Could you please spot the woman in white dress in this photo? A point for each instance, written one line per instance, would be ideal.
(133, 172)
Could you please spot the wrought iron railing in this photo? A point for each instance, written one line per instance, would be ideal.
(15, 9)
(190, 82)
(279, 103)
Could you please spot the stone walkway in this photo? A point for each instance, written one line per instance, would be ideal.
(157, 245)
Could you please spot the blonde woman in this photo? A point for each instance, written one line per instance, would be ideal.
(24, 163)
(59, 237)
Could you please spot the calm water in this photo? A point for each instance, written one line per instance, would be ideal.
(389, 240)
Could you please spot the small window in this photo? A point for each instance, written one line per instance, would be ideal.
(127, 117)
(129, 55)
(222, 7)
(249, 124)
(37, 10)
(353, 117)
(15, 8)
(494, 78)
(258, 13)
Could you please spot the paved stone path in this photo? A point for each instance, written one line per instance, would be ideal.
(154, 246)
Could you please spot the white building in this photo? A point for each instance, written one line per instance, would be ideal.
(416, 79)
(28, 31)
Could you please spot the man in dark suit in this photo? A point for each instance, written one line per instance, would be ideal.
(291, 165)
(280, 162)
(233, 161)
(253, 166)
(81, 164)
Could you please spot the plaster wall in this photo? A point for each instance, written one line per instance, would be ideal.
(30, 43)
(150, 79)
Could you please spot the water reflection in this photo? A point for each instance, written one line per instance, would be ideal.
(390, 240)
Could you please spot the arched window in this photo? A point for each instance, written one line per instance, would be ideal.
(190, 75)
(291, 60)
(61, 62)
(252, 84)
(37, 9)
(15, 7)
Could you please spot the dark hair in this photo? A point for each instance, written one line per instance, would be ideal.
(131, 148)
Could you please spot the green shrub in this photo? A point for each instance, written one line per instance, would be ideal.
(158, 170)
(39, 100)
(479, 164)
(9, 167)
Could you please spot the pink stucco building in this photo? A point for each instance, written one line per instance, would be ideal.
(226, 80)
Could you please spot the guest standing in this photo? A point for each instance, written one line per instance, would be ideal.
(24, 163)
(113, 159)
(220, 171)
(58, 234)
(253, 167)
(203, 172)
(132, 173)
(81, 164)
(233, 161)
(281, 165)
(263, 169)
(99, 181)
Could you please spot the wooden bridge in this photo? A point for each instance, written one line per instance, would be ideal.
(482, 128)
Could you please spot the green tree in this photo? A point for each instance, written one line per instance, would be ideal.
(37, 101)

DIRECTION:
Return all the data above once more, precisely as given.

CORRECT RESPONSE:
Could you please spot the woman in white dress in this photo? A point for each instance, written one line per instance, would be ideal.
(133, 172)
Could you please spot the wrought iron railing in this photo? A point for each instance, written one line per instance, would be ideal.
(15, 9)
(190, 82)
(279, 103)
Could you please spot the stone walkway in this photo? A point for each instance, written one line per instance, would be ideal.
(157, 245)
Could you please spot the blonde woman in this photo? A point for each instance, written one line per instance, would be ideal.
(24, 163)
(59, 237)
Could you please spot the calm water in this photo? A point for each instance, written one line per instance, would be ideal.
(389, 240)
Could you please spot the small window in this photo? A point for each instance, written one line per instance, would be ideal.
(127, 117)
(129, 55)
(222, 7)
(249, 124)
(37, 10)
(353, 117)
(15, 8)
(494, 78)
(258, 13)
Could you please spot the paved stone path in this photo? A point for each instance, written one line per instance, would be ideal.
(154, 246)
Could you please spot the white building in this photo? A point for each instance, written one line per instance, would be ideal.
(416, 79)
(28, 31)
Could you please spot the man in dark suit in this photo? A point for each instance, written one line per instance, would be ideal.
(291, 165)
(280, 162)
(233, 161)
(253, 166)
(81, 164)
Could you please spot the plaster wall in this photo? A point for each instance, written one line per instance, would be ideal.
(30, 43)
(150, 79)
Could you please spot the water reflection in this photo? A point for each instance, written one line per instance, would be ideal.
(390, 240)
Could you please spot the arched window in this photo? A point for each instance, written one line per instance, would be ideal.
(190, 75)
(291, 60)
(61, 62)
(252, 84)
(37, 9)
(15, 7)
Could you please spot the dark hair in this photo? A point for each instance, written one line per instance, would be ideal.
(131, 148)
Could you please spot the green shrub in this photo? A point for each instance, written one line per instance, would be ideal.
(158, 170)
(39, 100)
(479, 164)
(9, 167)
Could you please spot the pink stucco building in this photo? A point for each instance, written one line per instance, would be ideal.
(226, 80)
Could you please spot the guest standing in this photo? A point for each instance, written one line per instance, would be ideal.
(24, 163)
(113, 159)
(220, 171)
(58, 234)
(253, 167)
(203, 172)
(132, 173)
(81, 164)
(233, 161)
(281, 165)
(263, 169)
(99, 181)
Could you please spot the wooden bridge in this photo? A point for each instance, written one line per instance, would be ideal.
(482, 128)
Could you please spot the green tree in this photo? A point for each instance, written one line per instance, would be ideal.
(37, 101)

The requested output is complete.